* Dataset rows on the locations of objects:
====================

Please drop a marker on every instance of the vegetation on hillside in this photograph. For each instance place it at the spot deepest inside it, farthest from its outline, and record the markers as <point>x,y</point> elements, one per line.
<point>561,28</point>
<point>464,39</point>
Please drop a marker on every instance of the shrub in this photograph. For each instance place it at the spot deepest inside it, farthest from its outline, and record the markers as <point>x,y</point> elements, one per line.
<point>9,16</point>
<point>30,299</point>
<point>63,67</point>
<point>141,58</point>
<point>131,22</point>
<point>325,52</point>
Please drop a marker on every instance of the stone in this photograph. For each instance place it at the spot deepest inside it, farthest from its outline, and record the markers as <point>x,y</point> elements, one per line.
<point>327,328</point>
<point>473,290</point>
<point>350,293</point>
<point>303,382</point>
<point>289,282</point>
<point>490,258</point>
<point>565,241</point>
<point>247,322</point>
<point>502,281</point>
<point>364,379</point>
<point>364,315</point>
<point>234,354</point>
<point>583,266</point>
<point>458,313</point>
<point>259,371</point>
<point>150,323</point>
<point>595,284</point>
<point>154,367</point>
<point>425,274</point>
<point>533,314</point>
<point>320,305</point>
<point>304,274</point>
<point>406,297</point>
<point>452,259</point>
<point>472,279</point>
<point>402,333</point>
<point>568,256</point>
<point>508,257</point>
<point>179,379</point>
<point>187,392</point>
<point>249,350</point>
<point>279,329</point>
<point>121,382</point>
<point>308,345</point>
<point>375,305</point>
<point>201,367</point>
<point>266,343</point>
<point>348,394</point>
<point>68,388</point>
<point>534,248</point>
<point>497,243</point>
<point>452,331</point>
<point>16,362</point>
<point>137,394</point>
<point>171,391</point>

====================

Render every line of the items above as a JSON list of strings, one string per line, omitting any blank lines.

* Result of this exercise:
[
  "Please drop a marker on every instance of the vegetation on hillside in this photograph. For each instance place it at the spot deepest inside it, farthest from its outline, and record the markers as <point>x,y</point> elements, one per line.",
  "<point>561,28</point>",
  "<point>464,39</point>",
  "Please drop a marker on every instance of the shrub in this photograph. For each instance place it at the spot deepest inside it, farthest from its outline, and record the markers as <point>x,y</point> elements, one per line.",
  "<point>9,16</point>",
  "<point>30,299</point>",
  "<point>63,67</point>",
  "<point>141,58</point>",
  "<point>131,22</point>",
  "<point>325,52</point>",
  "Please drop a marker on every instance of the stone in this photograph. For each instance place it at the spot deepest inside it, farthest from its outline, and record the markers as <point>x,y</point> elements, one per line.",
  "<point>327,328</point>",
  "<point>473,290</point>",
  "<point>350,293</point>",
  "<point>303,382</point>",
  "<point>289,282</point>",
  "<point>490,258</point>",
  "<point>565,241</point>",
  "<point>247,322</point>",
  "<point>502,281</point>",
  "<point>364,379</point>",
  "<point>364,315</point>",
  "<point>234,354</point>",
  "<point>583,266</point>",
  "<point>458,313</point>",
  "<point>259,371</point>",
  "<point>150,323</point>",
  "<point>595,284</point>",
  "<point>154,367</point>",
  "<point>425,274</point>",
  "<point>533,314</point>",
  "<point>320,305</point>",
  "<point>304,274</point>",
  "<point>406,297</point>",
  "<point>452,259</point>",
  "<point>472,279</point>",
  "<point>402,333</point>",
  "<point>568,256</point>",
  "<point>508,257</point>",
  "<point>179,379</point>",
  "<point>187,392</point>",
  "<point>249,350</point>",
  "<point>279,329</point>",
  "<point>121,382</point>",
  "<point>308,345</point>",
  "<point>375,305</point>",
  "<point>201,367</point>",
  "<point>266,343</point>",
  "<point>348,394</point>",
  "<point>68,388</point>",
  "<point>534,248</point>",
  "<point>497,243</point>",
  "<point>452,331</point>",
  "<point>16,362</point>",
  "<point>137,394</point>",
  "<point>171,391</point>"
]